# [Отрывок со страницы]
════
С Джо Адамсом Джек, не предупредив университетское начальство, совершил увеселительную поездку в Нью-Йорк и на Бермудские острова На Бермудах они оказались почти без гроша. Чтобы собрать деньги на обратную дорогу, Джек отнес в местную газету свои стихи, а Джо подрядился играть несколько вечеров на пианино в каком-то ресторанчике с сомнительной репутацией.
Меньше всего внимания Рид уделял учению, лишь один предмет действительно захватил его — английская литература. Виноват в этом был не он, а профессор Чарльз Копленд, один из немногих преподавателей, оставивших в жизни Рида светлый след.
Вокруг Копленда сформировался небольшой кружок молодежи, который собирался в скромной профессорской квартире каждую субботу. «Копи», как называли его студенты, одинаково любил юность и литературу. Совмещение этих двух привязанностей приводило к ежедневным бурным дебатам под его председательством на литературные и нелитературные темы. Вначале Копи чуждался Рида, казавшегося ему слишком беспокойным и даже буйным. Но искренняя любовь юноши к его предмету растопила ледок недоверия. Копи стал приглашать Джека к себе домой, а вскоре они стали друзьями, невзирая на разницу в годах и положении.
С благодарностью вспоминая своего профессора, Рид писал впоследствии, что «он научил целые поколения студентов находить краски, силу и красоту в книгах и в мире и выражать их». Копи открыл Риду О'Генри с его любовью к маленькому, обыкновенному человеку улицы.
На старших курсах Джек обнаружил, что в Гарварде существует и мятежный дух. Появились студенты, поднявшие бунт против аристократов, против культа спорта, окостенелых традиций, консервативных преподавателей.
Эти бунтари читали экономическую литературу, рассуждали о политике и считали себя социалистами. Скорее всего это были просто молодые люди, чувствующие, что времена изменились и нужны какие-то реформы. Группа студентов образовала даже — неслыханное дело! — Социалистический клуб, деятельность которого привлекла внимание Рида, хотя он никогда не был членом клуба.
Социалистический клуб критиковал университетские власти за то, что они не обеспечивают прожиточного минимума своим работникам, требовал введения курса лекций по социализму, поддерживал движение за женское равноправие и приглашал в Гарвард известных радикалов для дискуссий.
Президентом клуба был красивый, самоуверенный и очень одаренный молодой человек по имени Уолтер Липпманн. Рид дружил с ним, хотя в их отношениях было больше ревнивого соперничества, чем взаимного тепла. Джек считал, что для социалиста Липпманн слишком высокомерен и честолюбив. Однажды он даже назвал президента Социалистического клуба будущим президентом Соединенных Штатов[3].
На старших курсах Джек уже пользовался всеобщим признанием, хотя порой это признание выливалось в неприязнь задетых им снобов и консерваторов. Вершиной его общественной деятельности стало избрание президентом Космополитического клуба, объединявшего студентов двадцати национальностей. Кроме того, он был видной персоной в Драматическом клубе и Западном клубе; последний представлял собой своеобразное землячество.
════
# [Задания]
**A)** Как студенты называли профессора Копленда в отрывке о студенческих годах Рида?
**B)** Допишите следующую часть отрывка о студенческих годах Рида.
Записи не имеют отношения к отрывку о студенческих годах Рида.

[Отрывки данных разметки местоположений]
════
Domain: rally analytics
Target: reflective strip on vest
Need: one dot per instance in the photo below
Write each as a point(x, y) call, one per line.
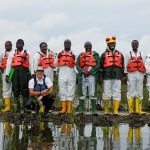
point(136, 64)
point(47, 60)
point(21, 59)
point(87, 59)
point(112, 59)
point(66, 59)
point(4, 61)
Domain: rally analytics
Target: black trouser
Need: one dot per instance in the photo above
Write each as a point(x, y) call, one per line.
point(47, 102)
point(20, 81)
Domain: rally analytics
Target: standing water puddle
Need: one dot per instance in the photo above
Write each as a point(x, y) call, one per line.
point(49, 136)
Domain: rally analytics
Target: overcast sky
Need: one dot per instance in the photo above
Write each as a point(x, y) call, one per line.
point(53, 21)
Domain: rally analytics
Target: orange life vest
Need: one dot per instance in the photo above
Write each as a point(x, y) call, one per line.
point(4, 61)
point(87, 59)
point(47, 60)
point(21, 59)
point(66, 59)
point(113, 59)
point(136, 64)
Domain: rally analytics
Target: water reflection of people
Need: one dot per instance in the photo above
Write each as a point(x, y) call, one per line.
point(7, 130)
point(111, 137)
point(134, 138)
point(67, 139)
point(87, 137)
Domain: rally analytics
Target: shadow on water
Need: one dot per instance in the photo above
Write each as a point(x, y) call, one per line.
point(65, 136)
════
# [Ответы по заданиям]
**A)** «Копи».

**B)**
Неслыханная ранее активность студенчества, его протест против вся и всего казались в те времена чуть ли не революционным событием Но потом Рид понял, что «все это не вносило существенных изменений в мировоззрение людей гарвардского общества, и вполне возможно, что члены наших университетских клубов и спортсмены, представлявшие нас перед лицом внешнего мира, никогда и не слышали об этой политической деятельности. Но меня и многих других она заставила осознать, что в мрачной атмосфере внешнего мира происходит нечто более захватывающее и интересное, чем университетская жизнь. Это возбуждало в нас интерес к сочинениям таких людей, как Герберт Дж. Уэллс, Грэхем Уоллес и им подобные. Одновременно это отвлекало от дилетантизма Оскара Уайльда, который был властителем дум целых поколений студентов…»
В Гарварде Рид впервые встретил человека, повлиявшего на его мышление больше чем кто-либо другой. Линкольну Стеффенсу было уже за сорок, и он находился в зените своей журналистской славы. Его называли «разгребателем грязи» за беспощадные разоблачения коррупции в правительственном аппарате и темных дел крупных монополий. Появление его знаменитой книги «Позор городов» было подобно взрыву бомбы.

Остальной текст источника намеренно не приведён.